■ Excerpt provided ■
Segment Open

On March 31, 2010 the roof at the HDW Shipyard in Kiel, Germany slid open to reveal to the daylight the what is claimed to be the world’s largest solar powered vessel, a wavepiercer catamaran named Planet Solar. Appearing small against the back drop of the giant crane hoisting her to the water and the enormous ship building halls she was assembled in, the 101.7 ft long, 52.5 ft wide carbon fiber craft was launched a few hours later into the Kiel fjord, floating to her lines and looking more like a misplaced space ship than an ocean going yacht.
Penned by New Zealand’s LOMOcean Design (formerly Craig Loomes Design Group) and constructed by Knierim Yachtbau of Kiel, this unique craft is intended not only to serve as the ultimate ‘green’ motoryacht, but also - under the auspices of the eponymously named Planet Solar organization - to be the first vehicle of any kind to circumnavigate the globe under solar power alone.
Over the course of its eighteen month gestation period, the project has served to highlight not only the capabilities of current photovoltaic solar cell technology, but also the state of the art in wavepiercer catamaran hull design, of carbon fiber propellers and efficient electric motors, plus the best of advanced composite shipbuilding and the latest in lithium ion battery technology. The combination of these technologies allows the 85 tonne craft to run at a passagemaking speed of approximately seven knots from just 20kW of installed power. To put it into perspective, imagine a 100-ft yacht of any kind being propelled at seven knots by just a 25 hp outboard motor.

Segment Closed

■ Extracted records ■
Segment Open

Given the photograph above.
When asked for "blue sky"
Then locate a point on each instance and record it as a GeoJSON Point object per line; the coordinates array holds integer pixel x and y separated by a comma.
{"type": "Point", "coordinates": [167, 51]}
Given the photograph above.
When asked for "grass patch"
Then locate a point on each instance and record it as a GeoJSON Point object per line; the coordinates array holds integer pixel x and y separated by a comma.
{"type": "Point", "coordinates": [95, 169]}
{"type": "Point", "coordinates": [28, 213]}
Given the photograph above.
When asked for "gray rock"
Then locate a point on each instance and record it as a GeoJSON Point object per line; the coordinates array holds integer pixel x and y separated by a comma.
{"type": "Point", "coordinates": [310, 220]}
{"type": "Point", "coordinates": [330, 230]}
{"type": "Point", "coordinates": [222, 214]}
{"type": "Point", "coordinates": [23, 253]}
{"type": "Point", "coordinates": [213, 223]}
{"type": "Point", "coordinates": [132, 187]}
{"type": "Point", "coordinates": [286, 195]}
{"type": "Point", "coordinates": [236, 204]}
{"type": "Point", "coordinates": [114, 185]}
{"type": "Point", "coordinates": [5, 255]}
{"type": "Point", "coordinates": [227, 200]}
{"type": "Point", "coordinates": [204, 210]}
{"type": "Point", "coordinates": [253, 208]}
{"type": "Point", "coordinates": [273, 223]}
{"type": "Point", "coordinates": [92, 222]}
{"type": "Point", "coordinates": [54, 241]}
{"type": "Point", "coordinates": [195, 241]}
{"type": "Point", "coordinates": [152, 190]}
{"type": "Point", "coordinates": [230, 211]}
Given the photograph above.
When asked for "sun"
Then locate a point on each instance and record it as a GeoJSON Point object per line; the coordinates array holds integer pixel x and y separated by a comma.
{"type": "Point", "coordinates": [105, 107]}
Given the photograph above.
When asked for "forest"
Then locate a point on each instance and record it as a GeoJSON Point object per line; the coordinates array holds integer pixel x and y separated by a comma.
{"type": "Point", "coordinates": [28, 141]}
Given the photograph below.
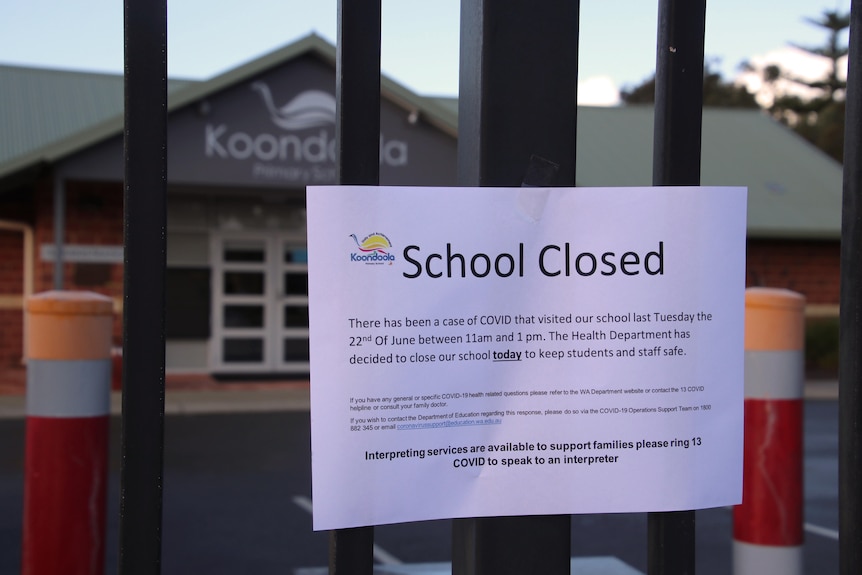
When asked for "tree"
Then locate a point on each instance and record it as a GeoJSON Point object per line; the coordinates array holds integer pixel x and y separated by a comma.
{"type": "Point", "coordinates": [819, 119]}
{"type": "Point", "coordinates": [716, 92]}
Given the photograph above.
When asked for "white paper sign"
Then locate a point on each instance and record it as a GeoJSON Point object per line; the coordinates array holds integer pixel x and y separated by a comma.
{"type": "Point", "coordinates": [522, 351]}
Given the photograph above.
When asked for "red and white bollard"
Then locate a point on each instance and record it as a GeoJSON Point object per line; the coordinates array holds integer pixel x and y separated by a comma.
{"type": "Point", "coordinates": [68, 405]}
{"type": "Point", "coordinates": [768, 525]}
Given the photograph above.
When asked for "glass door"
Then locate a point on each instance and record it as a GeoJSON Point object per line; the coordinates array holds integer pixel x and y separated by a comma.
{"type": "Point", "coordinates": [260, 304]}
{"type": "Point", "coordinates": [292, 305]}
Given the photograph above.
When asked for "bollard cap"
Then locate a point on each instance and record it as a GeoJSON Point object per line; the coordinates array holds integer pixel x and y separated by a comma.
{"type": "Point", "coordinates": [759, 297]}
{"type": "Point", "coordinates": [57, 302]}
{"type": "Point", "coordinates": [774, 319]}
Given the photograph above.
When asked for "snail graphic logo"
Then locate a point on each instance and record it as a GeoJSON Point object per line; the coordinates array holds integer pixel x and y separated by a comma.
{"type": "Point", "coordinates": [309, 109]}
{"type": "Point", "coordinates": [372, 250]}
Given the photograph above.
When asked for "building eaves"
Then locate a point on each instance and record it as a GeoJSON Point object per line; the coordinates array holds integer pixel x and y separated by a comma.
{"type": "Point", "coordinates": [108, 121]}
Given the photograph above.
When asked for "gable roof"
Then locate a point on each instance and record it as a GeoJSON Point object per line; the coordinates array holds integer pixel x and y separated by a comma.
{"type": "Point", "coordinates": [46, 115]}
{"type": "Point", "coordinates": [794, 189]}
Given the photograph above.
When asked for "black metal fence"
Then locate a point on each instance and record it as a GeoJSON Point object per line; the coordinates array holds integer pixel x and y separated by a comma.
{"type": "Point", "coordinates": [518, 95]}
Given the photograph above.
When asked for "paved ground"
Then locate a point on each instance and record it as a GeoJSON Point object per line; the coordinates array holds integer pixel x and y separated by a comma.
{"type": "Point", "coordinates": [237, 490]}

Segment Closed

■ Explore the material ■
1. About the Planet Solar passage:
(a) On what date did the roof at the HDW Shipyard slide open to reveal the craft?
(b) Which company constructed the catamaran?
(c) How much installed power lets the craft run at about seven knots?
2. Write out the Planet Solar passage word for word, starting with "Over the course" and going on through "hp outboard motor.".

■ Solved problems ■
1.
(a) March 31, 2010
(b) Knierim Yachtbau of Kiel
(c) 20kW

2.
Over the course of its eighteen month gestation period, the project has served to highlight not only the capabilities of current photovoltaic solar cell technology, but also the state of the art in wavepiercer catamaran hull design, of carbon fiber propellers and efficient electric motors, plus the best of advanced composite shipbuilding and the latest in lithium ion battery technology. The combination of these technologies allows the 85 tonne craft to run at a passagemaking speed of approximately seven knots from just 20kW of installed power. To put it into perspective, imagine a 100-ft yacht of any kind being propelled at seven knots by just a 25 hp outboard motor.